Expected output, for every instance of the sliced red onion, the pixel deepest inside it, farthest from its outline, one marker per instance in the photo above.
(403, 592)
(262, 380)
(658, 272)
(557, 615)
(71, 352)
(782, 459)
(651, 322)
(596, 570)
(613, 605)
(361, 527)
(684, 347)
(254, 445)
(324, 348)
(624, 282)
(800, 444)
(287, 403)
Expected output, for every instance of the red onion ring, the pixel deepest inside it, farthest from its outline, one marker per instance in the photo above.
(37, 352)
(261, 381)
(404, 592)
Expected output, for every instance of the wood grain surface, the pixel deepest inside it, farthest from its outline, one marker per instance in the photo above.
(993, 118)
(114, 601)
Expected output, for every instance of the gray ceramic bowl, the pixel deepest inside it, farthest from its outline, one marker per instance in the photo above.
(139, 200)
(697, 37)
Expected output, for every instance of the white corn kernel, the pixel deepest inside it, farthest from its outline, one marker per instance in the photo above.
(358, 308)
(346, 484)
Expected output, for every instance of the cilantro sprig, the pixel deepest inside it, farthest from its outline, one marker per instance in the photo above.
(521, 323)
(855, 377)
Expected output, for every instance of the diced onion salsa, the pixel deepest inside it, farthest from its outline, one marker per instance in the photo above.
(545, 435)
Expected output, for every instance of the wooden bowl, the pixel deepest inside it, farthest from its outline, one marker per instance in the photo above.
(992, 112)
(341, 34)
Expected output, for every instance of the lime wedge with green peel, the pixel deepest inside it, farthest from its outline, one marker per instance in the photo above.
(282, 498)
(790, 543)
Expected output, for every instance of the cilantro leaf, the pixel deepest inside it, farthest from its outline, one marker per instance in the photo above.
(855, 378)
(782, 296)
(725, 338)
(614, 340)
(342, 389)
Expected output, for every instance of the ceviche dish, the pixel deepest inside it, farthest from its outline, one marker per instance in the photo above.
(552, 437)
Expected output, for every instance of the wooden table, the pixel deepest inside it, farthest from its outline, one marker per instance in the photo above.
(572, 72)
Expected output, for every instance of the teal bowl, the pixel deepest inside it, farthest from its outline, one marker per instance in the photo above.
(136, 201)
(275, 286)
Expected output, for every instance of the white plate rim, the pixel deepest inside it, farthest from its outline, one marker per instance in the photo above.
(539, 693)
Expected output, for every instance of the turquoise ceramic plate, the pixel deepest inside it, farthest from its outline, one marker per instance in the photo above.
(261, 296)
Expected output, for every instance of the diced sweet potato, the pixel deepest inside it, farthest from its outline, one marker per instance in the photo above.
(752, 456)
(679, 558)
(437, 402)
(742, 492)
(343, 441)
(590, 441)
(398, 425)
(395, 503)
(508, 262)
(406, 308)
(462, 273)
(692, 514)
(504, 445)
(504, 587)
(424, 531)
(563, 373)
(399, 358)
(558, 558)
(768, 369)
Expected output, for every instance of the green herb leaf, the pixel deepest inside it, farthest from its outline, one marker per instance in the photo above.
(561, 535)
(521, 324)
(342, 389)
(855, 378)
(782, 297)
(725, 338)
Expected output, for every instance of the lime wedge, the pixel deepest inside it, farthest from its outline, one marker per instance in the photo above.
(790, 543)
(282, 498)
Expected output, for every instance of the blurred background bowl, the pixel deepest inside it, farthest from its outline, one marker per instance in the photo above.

○ ○ ○ ○ ○

- [Description of the task]:
What this exercise asks for is the data above, retyped exactly.

- [Solution for this exercise]:
Expected output, for every instance of the sliced red onion, the pixel deepest inside it, farthest from its outline, one marker per instance in the photo above.
(403, 592)
(262, 380)
(658, 272)
(557, 615)
(71, 352)
(782, 459)
(651, 322)
(596, 570)
(613, 605)
(361, 527)
(684, 347)
(254, 445)
(324, 348)
(624, 282)
(800, 444)
(287, 403)
Expected output, for every instance of the red onion ring, the pixel deepest inside it, farthest from its outline, one marker per instance in the photo above.
(37, 352)
(261, 381)
(404, 592)
Expected output, for every instance of the wood grain surface, the pixel deepest inside it, farthest from its outline, one marker per instance in the photo above.
(993, 118)
(114, 601)
Expected output, for every instance of the gray ceramic bowl, the pixel deepest inside it, farthest from its outline, one marker per instance in the photo above.
(139, 200)
(697, 37)
Expected output, for every instance of the white corn kernel, the pixel deepest inside it, farthest from its outline, one marker per instance in the photo above.
(358, 308)
(346, 484)
Expected output, for every instance of the cilantro sprig, the pixel deepest inside it, farthest from its outline, one marker per instance in the photo above.
(521, 323)
(855, 377)
Expected output, for every instance of the diced onion salsa, the pixel deepest inside it, farthest from its outline, one marker per instance in the photo above.
(545, 435)
Expected output, for every instance of the wooden bowl, the pixel deepest inside it, farthest from its outline, one marker per instance in the photo above.
(992, 112)
(341, 34)
Expected output, for every instance of the lime wedge with green peel, the pixel deepest inside it, farthest from its outline, one marker per instance in the photo above.
(282, 498)
(790, 543)
Expected output, for every instance of the cilantro leaf, the pixel deepest inside it, farthest from its outline, one marker per instance in the photo above.
(855, 378)
(782, 296)
(725, 338)
(614, 340)
(342, 389)
Expected output, for every instance of the ceviche dish, the pixel deepest inside it, farthest from its outline, one marker per instance in the photo above.
(552, 437)
Expected output, for every instance of the wooden table, the pixel deepest inside it, farthest from its outline, one marker per instance in the photo above.
(572, 72)
Expected output, for every instance of the teal bowl, the pixel deepest inside it, farthest from its outline, one marker per instance in the photo above.
(136, 201)
(275, 286)
Expected output, for every instance of the white plate rim, the pixel deepest inside it, farthest from its outline, one marker per instance in the photo above.
(539, 693)
Expected output, for every instance of the turquoise ceramic plate, the pixel deepest inside it, farthest from its outline, one marker per instance in the photo above.
(261, 296)
Expected output, for every instance of the diced sweet potato, the pixel deepest inside it, farthest from its outline, one marker per instance in the photo above.
(752, 456)
(679, 558)
(437, 402)
(742, 492)
(343, 441)
(590, 441)
(398, 425)
(395, 503)
(508, 262)
(406, 308)
(462, 273)
(692, 514)
(504, 445)
(504, 587)
(424, 531)
(563, 373)
(399, 358)
(558, 558)
(768, 369)
Expected output, for every instance of the green herb leaf, the pixel deepest inside it, farthest from its outline, one marker per instance in the photo above.
(561, 535)
(521, 324)
(342, 389)
(855, 378)
(782, 297)
(725, 338)
Expected output, for every instance of the lime wedge, the pixel deepest inside it, farthest from its outline, one marker per instance in the photo above.
(790, 543)
(282, 498)
Expected output, for every instance of the blurred background bowl, the pixel deepest inside it, farthest from its outline, one marker per instance in the photo above.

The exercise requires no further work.